System Architecture

Overview

This document describes the architecture of the Vertex AI MLOps Pipeline Demo, which demonstrates enterprise-grade machine learning workflows using Google Cloud Platform services.

High-Level Architecture

┌─────────────────────────────────────────────────────────────────┐
│                        User Interface                           │
│  ┌─────────────┐  ┌─────────────┐  ┌─────────────┐            │
│  │   Jupyter   │  │ Vertex AI   │  │   Cloud     │            │
│  │ Notebooks   │  │  Console    │  │   Console   │            │
│  └─────────────┘  └─────────────┘  └─────────────┘            │
└─────────────────────────────────────────────────────────────────┘
                                │
                                ▼
┌─────────────────────────────────────────────────────────────────┐
│                    CI/CD Pipeline                               │
│  ┌─────────────┐  ┌─────────────┐  ┌─────────────┐            │
│  │   Azure     │  │   GitHub    │  │   Cloud     │            │
│  │  DevOps     │  │   Actions   │  │   Build     │            │
│  └─────────────┘  └─────────────┘  └─────────────┘            │
└─────────────────────────────────────────────────────────────────┘
                                │
                                ▼
┌─────────────────────────────────────────────────────────────────┐
│                   Vertex AI Pipeline                            │
│  ┌─────────────┐  ┌─────────────┐  ┌─────────────┐            │
│  │   BigQuery  │  │  Dataflow   │  │   Dataproc  │            │
│  │   Analysis  │  │ Processing  │  │ Processing  │            │
│  └─────────────┘  └─────────────┘  └─────────────┘            │
└─────────────────────────────────────────────────────────────────┘
                                │
                                ▼
┌─────────────────────────────────────────────────────────────────┐
│                    Infrastructure Layer                         │
│  ┌─────────────┐  ┌─────────────┐  ┌─────────────┐            │
│  │     GCS     │  │     VPC     │  │     IAM     │            │
│  │   Storage   │  │  Network    │  │   Service   │            │
│  │             │  │             │  │  Accounts   │            │
│  └─────────────┘  └─────────────┘  └─────────────┘            │
└─────────────────────────────────────────────────────────────────┘

Component Details

1. Infrastructure Layer

GCP Project

Project ID: prj-gft-vertexai-demo1
Region: europe-west2
Billing Account: 01A2F5-73127B-50AE5B

Networking

VPC: test-vpc-network
Subnet: my-subnet-123 (10.0.0.0/8)
Purpose: Isolated network for data processing

Storage

Artifact Bucket: vertex-ai-model-artifacts-bkt
Dataflow Templates: dataflow-templates-bkt
Dataflow Temp: dataflow-temp-bkt
Dataflow Artifacts: dataflow-artifacts-bkt

IAM Service Accounts

Vertex AI Executor: vertex-ai-executor@prj-gft-vertexai-demo1.iam.gserviceaccount.com
Dataproc: dataproc@prj-gft-vertexai-demo1.iam.gserviceaccount.com
Dataflow: dataflow@prj-gft-vertexai-demo1.iam.gserviceaccount.com

2. ML Pipeline Layer

BigQuery Component

Purpose: Data analysis and record counting
Dataset: bigquery-public-data.chicago_taxi_trips.taxi_trips
Outputs: Total records, 0.1% sample size

Dataflow Component

Purpose: Apache Beam data processing
Template: chicago-taxi-avg-speed-csv.json
Output: Average taxi speeds by time period

Dataproc Component

Purpose: Spark batch processing
Output: Processed taxi data with aggregations

3. Data Flow

1. Data Source
   └── Chicago Taxi Trips (BigQuery Public Dataset)

= = = = =

Set problem 1 – Summarize the architecture document in two sentences.
Set problem 2 – Print the passage of the architecture document starting at "1. Infrastructure Layer" and ending at "Subnet: my-subnet-123 (10.0.0.0/8)".
Set problem 3 –
Answer these from the architecture document:
(a) Which region is the GCP project in?
(b) What template does the Dataflow component use?
(c) What address range is given for the subnet my-subnet-123?

Available data –
= = = = =

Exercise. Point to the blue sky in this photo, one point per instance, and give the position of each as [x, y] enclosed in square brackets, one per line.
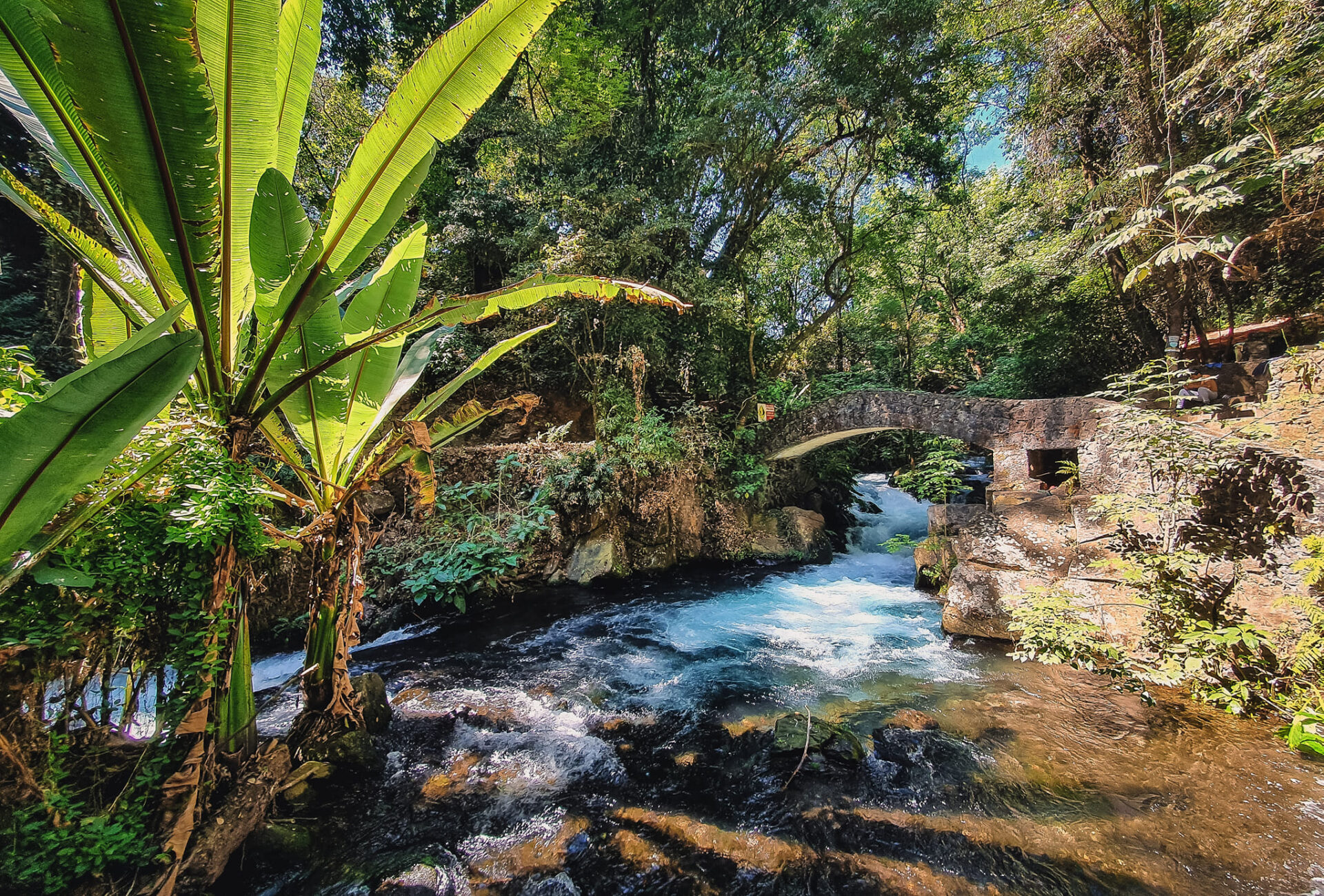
[988, 154]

= = = = =

Complete output 1 – The architecture document describes the Vertex AI MLOps Pipeline Demo, which demonstrates enterprise-grade machine learning workflows using Google Cloud Platform services. Its infrastructure layer covers a GCP project in europe-west2, a VPC network, storage buckets and IAM service accounts, and its ML pipeline layer uses BigQuery, Dataflow and Dataproc components to analyze and process Chicago taxi trip data.

Complete output 2 –
1. Infrastructure Layer

GCP Project

Project ID: prj-gft-vertexai-demo1
Region: europe-west2
Billing Account: 01A2F5-73127B-50AE5B

Networking

VPC: test-vpc-network
Subnet: my-subnet-123 (10.0.0.0/8)

Complete output 3 –
(a) europe-west2
(b) chicago-taxi-avg-speed-csv.json
(c) 10.0.0.0/8